[Required task] Recast the lines below as a numbered list, leaving out any blank lines.
_ _ _ _
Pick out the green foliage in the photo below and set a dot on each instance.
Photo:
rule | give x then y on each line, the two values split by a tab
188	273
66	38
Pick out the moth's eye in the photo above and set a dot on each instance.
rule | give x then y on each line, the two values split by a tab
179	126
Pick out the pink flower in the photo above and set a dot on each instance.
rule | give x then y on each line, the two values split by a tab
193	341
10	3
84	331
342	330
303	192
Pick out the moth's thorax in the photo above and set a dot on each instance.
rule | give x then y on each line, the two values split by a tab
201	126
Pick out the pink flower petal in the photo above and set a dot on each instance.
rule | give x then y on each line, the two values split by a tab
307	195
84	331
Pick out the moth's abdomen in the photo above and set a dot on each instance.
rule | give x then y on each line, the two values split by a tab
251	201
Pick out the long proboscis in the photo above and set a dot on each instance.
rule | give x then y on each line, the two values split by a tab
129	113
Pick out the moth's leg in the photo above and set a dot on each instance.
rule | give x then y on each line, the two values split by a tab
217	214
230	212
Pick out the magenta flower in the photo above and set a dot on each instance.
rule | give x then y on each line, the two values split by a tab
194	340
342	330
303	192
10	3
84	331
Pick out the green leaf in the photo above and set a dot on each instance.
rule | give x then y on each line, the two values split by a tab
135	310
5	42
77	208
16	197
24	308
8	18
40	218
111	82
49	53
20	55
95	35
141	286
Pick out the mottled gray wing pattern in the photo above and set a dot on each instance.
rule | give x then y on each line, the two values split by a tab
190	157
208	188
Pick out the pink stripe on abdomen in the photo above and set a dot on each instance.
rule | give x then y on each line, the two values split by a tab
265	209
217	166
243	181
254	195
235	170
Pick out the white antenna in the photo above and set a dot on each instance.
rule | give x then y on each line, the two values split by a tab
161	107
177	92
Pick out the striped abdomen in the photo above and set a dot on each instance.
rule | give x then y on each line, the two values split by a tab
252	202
_ _ _ _
[Result of the task]
1. Pick out the green foliage in the photo below and set a dot on each instance.
2. Photo:
3. rule | give x then y on each line, the two values split by a tab
4. 188	273
5. 66	38
6. Pick out the moth's eye in the photo above and set a dot on each instance.
7. rule | give x then y on each line, the two values split by a tab
8. 179	126
9. Pick out the pink flower in the photo above and set a dot on each instance.
10. rule | give x then y on each line, the two values split by a tab
11. 193	341
12. 10	3
13. 84	331
14. 342	330
15. 303	192
16. Pick out the moth's thorax in the photo above and set a dot on each instance.
17. rule | give x then y on each line, the two values split by a tab
18. 201	126
19. Pick out the pink flower petal in the photo above and set a dot on each instance.
20. rule | give x then y on each line, the two values split by a tab
21. 307	195
22. 84	331
23. Pick out the moth's abdomen in the photo above and set a dot on each instance.
24. rule | give x then y on each line, the two values split by a tab
25. 251	201
26. Pick out the long proboscis in the photo above and set a dot on each instance.
27. rule | give x then y on each line, the two values split by a tab
28. 129	113
29. Pick out the moth's leg in the photo above and set a dot on each instance.
30. rule | give x then y on each line, the two values split by a tab
31. 217	214
32. 230	212
33. Pick out the magenta flower in the photo above and set a dot on each instance.
34. rule | give x then y on each line, the two values split by a tab
35. 194	340
36. 342	330
37. 303	192
38. 10	3
39. 84	331
40. Pick out the green leaf in the photo above and set a dot on each instance.
41. rule | give x then y on each line, the two values split by a tab
42. 135	310
43. 5	42
44. 77	208
45. 16	197
46. 24	308
47. 8	18
48. 40	218
49. 111	82
50. 49	53
51. 20	55
52. 95	35
53. 141	286
54. Pick out the mottled gray wing pattern in the photo above and set a dot on each instance.
55. rule | give x then y on each line, the two values split by a tab
56. 190	157
57. 208	188
58. Pick out the pink stripe on abdomen in the photo above and set a dot on each instance.
59. rule | give x then y on each line, the two values split by a tab
60. 265	209
61. 217	166
62. 243	181
63. 254	195
64. 235	170
65. Pick out the white antenna in the photo above and set a dot on each instance.
66. rule | give x then y on each line, the two values split by a tab
67. 161	107
68. 177	92
69. Pick out the striped abdomen in the photo above and set a dot on each instance.
70. rule | give x then y on each line, the two values split by a tab
71. 252	202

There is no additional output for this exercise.